→ Aim: Quote verbatim everything below, from the line containing "Final QA check: confirm every finger in" down to the line containing "255, 919, 459, 983", including both of those lines.

Entries from an annotation dataset
= = = = = = =
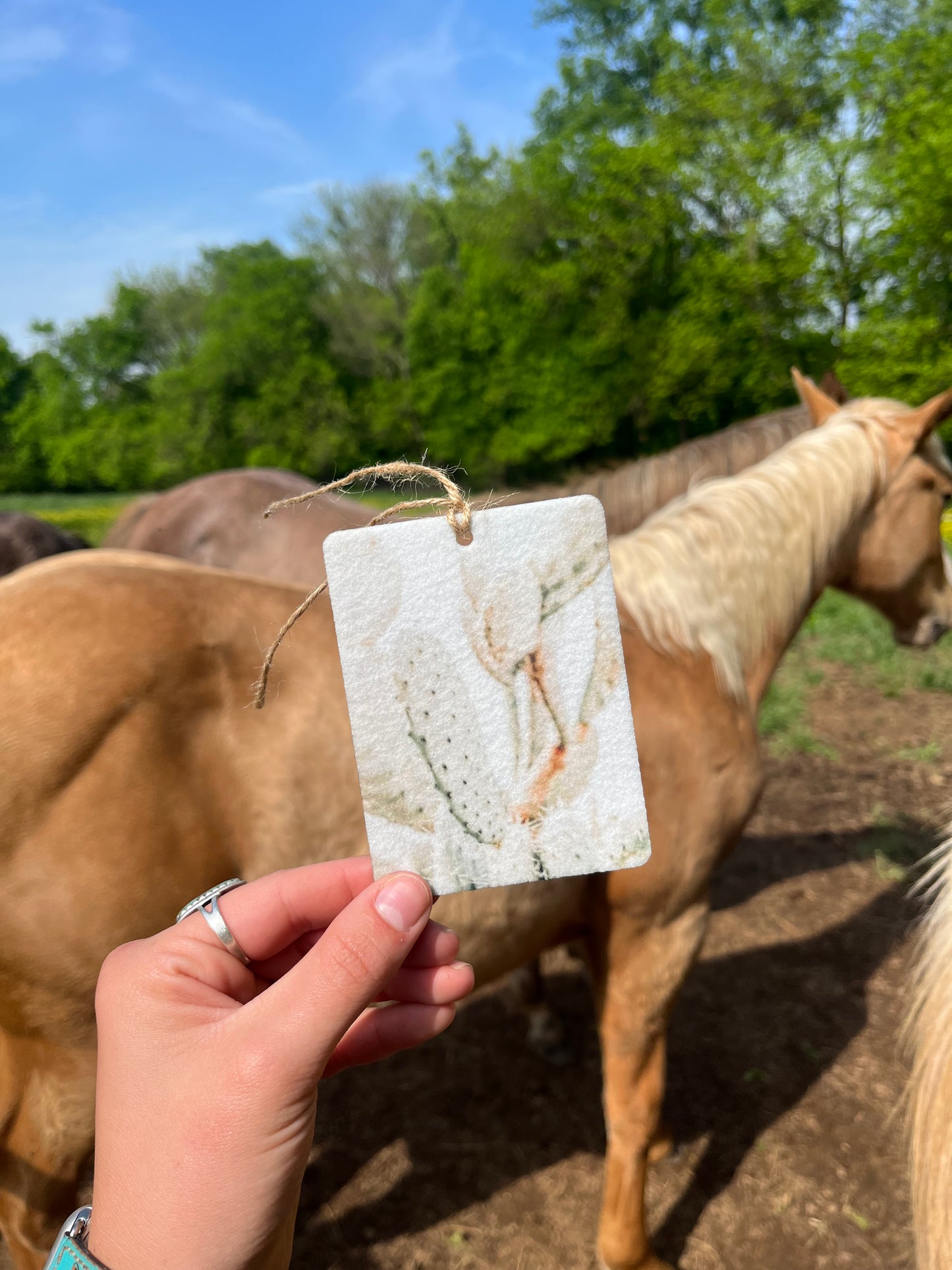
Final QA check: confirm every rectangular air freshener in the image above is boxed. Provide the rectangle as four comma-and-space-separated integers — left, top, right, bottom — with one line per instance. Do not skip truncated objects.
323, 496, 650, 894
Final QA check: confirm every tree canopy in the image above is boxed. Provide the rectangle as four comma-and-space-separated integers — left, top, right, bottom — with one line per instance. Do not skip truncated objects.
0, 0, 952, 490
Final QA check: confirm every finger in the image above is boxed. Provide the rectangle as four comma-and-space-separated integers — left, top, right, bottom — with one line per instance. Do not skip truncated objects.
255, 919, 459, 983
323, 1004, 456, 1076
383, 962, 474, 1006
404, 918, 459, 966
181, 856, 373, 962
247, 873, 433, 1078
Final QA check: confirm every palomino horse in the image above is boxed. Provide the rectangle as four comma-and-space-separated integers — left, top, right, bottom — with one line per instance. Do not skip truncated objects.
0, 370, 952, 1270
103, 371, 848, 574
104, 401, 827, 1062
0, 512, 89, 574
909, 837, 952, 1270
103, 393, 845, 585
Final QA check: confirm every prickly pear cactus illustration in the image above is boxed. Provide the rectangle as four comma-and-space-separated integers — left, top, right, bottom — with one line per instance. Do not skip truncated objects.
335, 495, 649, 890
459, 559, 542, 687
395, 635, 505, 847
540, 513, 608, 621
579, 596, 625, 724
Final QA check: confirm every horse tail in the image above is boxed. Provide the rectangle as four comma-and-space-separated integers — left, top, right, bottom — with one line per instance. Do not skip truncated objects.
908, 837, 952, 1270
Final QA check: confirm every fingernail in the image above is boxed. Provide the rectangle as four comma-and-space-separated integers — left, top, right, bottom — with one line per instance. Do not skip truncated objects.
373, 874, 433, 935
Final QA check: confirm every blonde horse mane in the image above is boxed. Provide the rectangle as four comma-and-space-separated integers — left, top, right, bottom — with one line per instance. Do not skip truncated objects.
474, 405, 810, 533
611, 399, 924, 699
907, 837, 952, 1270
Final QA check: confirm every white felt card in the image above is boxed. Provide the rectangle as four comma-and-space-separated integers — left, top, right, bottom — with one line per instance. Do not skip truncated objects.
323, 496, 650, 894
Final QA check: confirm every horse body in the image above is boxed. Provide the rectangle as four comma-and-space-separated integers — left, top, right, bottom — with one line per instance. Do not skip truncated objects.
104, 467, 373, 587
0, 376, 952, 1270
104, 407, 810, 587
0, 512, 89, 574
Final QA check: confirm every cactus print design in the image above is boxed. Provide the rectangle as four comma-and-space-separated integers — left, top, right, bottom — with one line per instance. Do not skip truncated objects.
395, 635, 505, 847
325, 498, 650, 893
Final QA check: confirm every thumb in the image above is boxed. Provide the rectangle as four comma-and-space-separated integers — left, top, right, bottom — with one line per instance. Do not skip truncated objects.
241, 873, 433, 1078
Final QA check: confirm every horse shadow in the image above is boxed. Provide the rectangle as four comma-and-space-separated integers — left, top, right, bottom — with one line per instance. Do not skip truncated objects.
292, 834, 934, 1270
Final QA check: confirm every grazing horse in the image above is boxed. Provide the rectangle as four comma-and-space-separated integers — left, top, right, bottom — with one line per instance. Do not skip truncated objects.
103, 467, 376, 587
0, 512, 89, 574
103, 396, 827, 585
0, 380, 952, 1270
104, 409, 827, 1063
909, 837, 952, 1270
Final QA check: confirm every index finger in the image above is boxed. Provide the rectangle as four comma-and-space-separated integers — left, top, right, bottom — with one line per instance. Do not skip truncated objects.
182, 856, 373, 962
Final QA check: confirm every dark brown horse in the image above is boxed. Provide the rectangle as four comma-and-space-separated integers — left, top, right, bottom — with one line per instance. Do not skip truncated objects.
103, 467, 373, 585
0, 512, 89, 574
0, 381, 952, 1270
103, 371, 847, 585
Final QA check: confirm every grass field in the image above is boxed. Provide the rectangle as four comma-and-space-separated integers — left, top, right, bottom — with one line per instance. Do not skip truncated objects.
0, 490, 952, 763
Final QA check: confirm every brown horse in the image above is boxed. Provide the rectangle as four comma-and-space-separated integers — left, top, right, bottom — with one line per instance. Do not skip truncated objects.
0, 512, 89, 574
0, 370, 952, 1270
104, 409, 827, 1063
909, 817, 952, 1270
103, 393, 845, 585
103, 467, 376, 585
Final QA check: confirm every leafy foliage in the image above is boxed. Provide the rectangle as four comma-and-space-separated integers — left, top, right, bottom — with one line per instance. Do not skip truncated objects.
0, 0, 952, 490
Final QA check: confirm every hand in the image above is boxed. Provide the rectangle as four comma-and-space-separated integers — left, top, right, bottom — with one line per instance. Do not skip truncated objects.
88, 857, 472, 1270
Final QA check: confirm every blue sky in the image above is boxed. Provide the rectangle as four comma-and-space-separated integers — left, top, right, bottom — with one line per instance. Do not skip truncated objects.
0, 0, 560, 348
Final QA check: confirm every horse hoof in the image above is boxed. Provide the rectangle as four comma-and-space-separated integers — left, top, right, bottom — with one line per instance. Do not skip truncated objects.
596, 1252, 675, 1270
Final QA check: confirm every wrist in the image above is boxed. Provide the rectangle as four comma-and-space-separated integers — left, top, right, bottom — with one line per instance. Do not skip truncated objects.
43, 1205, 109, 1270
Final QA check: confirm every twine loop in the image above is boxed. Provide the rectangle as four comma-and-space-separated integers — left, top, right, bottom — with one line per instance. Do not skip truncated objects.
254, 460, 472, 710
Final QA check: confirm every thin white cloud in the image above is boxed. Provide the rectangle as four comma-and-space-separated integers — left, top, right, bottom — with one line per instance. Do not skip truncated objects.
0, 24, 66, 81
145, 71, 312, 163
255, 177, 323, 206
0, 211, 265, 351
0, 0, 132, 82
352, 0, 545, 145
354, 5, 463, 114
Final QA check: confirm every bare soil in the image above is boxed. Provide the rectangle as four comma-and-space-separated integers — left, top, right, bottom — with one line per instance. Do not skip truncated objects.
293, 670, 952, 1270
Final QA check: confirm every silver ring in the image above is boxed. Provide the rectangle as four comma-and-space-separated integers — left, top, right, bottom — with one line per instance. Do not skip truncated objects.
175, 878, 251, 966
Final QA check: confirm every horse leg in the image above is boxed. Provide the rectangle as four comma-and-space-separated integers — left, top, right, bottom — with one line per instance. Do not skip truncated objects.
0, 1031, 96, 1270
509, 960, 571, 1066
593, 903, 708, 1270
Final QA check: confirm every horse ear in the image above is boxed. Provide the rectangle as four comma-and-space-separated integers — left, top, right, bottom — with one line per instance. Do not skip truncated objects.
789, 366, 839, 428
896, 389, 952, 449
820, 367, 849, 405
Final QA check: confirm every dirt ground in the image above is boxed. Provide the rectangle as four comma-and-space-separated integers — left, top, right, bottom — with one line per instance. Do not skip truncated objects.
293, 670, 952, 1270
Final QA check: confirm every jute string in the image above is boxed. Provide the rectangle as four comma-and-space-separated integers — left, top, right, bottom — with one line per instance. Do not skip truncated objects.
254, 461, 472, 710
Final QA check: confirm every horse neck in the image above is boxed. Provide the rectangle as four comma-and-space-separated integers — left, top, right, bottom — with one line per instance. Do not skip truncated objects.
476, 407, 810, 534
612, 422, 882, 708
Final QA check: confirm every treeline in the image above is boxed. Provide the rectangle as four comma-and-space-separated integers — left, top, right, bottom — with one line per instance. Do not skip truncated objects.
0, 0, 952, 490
= = = = = = =
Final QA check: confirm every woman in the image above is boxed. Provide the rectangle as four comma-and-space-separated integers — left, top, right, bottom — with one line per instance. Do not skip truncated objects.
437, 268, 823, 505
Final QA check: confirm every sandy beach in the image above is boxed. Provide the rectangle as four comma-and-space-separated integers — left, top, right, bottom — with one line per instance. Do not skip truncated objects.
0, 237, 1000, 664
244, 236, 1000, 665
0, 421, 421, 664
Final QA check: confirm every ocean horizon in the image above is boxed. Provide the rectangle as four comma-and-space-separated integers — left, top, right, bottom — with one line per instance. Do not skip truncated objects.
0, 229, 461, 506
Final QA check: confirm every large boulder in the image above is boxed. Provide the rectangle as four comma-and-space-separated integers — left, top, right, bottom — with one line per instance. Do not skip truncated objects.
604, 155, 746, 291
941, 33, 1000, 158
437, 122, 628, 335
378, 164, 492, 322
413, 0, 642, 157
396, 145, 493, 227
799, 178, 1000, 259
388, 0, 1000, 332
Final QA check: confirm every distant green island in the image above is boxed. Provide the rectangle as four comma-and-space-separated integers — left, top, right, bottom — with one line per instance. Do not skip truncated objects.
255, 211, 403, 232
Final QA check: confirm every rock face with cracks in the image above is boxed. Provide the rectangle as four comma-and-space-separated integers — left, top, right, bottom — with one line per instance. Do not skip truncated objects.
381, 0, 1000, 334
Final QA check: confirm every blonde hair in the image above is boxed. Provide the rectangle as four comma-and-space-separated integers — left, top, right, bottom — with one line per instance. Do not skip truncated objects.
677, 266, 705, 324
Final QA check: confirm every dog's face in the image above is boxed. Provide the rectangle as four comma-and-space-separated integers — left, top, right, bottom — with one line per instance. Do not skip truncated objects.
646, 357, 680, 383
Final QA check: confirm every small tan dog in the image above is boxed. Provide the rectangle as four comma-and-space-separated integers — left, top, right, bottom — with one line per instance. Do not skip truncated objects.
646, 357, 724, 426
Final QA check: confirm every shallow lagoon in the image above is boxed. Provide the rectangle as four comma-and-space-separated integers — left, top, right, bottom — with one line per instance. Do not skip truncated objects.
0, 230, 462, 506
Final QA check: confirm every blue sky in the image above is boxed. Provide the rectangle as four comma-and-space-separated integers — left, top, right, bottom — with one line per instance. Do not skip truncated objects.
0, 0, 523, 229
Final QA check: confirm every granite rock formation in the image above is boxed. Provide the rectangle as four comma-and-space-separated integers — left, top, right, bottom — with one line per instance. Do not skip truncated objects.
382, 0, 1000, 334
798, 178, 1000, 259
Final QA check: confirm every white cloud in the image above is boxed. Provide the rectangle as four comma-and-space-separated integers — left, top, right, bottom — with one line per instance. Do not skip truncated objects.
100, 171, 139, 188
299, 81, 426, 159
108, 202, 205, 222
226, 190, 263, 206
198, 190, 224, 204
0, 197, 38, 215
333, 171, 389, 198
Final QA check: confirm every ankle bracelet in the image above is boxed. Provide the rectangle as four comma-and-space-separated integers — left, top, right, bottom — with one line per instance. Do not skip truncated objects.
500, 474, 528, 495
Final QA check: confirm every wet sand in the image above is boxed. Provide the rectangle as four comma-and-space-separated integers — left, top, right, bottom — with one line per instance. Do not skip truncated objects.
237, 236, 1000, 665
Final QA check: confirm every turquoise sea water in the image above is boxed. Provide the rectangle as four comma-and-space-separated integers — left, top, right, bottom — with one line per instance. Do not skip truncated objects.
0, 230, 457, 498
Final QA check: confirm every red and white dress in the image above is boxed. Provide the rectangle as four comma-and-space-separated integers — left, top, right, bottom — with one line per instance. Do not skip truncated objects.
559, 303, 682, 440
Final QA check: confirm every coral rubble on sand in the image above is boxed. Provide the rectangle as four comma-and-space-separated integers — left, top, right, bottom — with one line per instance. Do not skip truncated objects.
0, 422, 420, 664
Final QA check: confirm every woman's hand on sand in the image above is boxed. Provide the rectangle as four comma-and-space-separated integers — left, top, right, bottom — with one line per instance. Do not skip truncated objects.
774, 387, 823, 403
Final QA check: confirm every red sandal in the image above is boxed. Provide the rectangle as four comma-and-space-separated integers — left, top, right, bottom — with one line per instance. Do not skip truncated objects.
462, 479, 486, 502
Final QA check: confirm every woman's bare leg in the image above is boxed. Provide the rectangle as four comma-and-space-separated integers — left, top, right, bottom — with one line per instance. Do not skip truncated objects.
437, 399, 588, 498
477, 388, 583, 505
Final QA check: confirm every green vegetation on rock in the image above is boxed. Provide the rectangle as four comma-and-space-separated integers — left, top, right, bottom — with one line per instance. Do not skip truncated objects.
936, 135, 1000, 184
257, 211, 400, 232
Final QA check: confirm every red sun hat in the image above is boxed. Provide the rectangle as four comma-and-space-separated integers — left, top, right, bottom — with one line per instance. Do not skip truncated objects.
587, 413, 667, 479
= = = = = = =
→ Worked answer:
Final QA check: confirm every finger in the image above is boxed. Provide the rectangle as four comma-and-space-separated integers — left, top, right, bottom — with one line per instance. Do not skip truncated objects.
255, 919, 459, 983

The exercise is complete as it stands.